Output every line of the items below as a numbered list, omitting any blank lines.

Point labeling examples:

»»

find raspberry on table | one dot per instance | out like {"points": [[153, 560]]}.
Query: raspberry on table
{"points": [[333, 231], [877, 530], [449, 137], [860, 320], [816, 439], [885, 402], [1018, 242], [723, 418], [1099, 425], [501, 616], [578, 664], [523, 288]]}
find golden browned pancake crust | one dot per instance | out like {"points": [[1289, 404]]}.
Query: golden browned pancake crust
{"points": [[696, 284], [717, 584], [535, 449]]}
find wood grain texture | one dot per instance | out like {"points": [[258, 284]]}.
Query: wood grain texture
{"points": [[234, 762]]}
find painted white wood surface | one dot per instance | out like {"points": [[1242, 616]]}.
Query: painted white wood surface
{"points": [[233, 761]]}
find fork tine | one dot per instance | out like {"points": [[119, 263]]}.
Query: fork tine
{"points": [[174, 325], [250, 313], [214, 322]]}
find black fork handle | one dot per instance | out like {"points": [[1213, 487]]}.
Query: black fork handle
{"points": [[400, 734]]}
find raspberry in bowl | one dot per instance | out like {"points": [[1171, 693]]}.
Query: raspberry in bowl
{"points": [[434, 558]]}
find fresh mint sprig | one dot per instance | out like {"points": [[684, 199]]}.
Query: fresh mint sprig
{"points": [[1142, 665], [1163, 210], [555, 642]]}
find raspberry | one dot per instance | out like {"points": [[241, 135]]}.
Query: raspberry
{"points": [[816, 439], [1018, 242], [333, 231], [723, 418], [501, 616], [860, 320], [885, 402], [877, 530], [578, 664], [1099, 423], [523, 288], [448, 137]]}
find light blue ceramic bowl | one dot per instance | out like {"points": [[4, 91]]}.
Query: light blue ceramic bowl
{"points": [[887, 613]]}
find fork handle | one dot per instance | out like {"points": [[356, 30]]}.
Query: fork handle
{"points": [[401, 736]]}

««

◆ **THE RESULT**
1. find raspberry on table | one dot per instance | out like {"points": [[153, 560]]}.
2. Query: raspberry on table
3. {"points": [[333, 231], [877, 530], [449, 137], [860, 320], [816, 439], [885, 402], [1018, 242], [723, 418], [1099, 425], [501, 616], [578, 664], [523, 288]]}
4. find golden browned pancake crust | one dot per instance | out like {"points": [[1289, 404]]}.
5. Query: golden browned pancake crust
6. {"points": [[696, 284], [717, 584], [535, 449]]}
7. find wood grain texture | one dot per instance | out like {"points": [[258, 284]]}.
8. Query: wood grain texture
9. {"points": [[234, 762]]}
10. find painted white wood surface | one dot per instance | out like {"points": [[1242, 616]]}.
11. Query: painted white wood surface
12. {"points": [[233, 761]]}
13. find fork tine | one dot per instance | out like {"points": [[119, 263]]}.
14. Query: fork tine
15. {"points": [[174, 325], [250, 313], [214, 322]]}
16. find black fork handle | one dot per instance | out like {"points": [[1213, 487]]}.
17. Query: black fork handle
18. {"points": [[400, 734]]}
19. find raspberry in bowl | one dot per instance | out like {"points": [[1171, 693]]}.
20. Query: raspberry in bowl
21. {"points": [[434, 558]]}
22. find fresh mint sprig | one dot per instance | out like {"points": [[684, 199]]}.
23. Query: fresh mint sprig
24. {"points": [[1142, 665], [1163, 210], [555, 642]]}
25. find raspberry | one dot per instance | out like {"points": [[241, 135]]}.
26. Query: raspberry
27. {"points": [[816, 439], [1018, 242], [333, 231], [723, 418], [501, 616], [860, 320], [885, 402], [877, 530], [578, 664], [1099, 423], [523, 288], [448, 137]]}
28. find light blue ceramic bowl | one dot per instance | out like {"points": [[4, 91]]}.
29. Query: light blue ceramic bowl
30. {"points": [[887, 613]]}
31. find fork handle | one dot per instance | out like {"points": [[356, 30]]}.
32. Query: fork handle
33. {"points": [[401, 736]]}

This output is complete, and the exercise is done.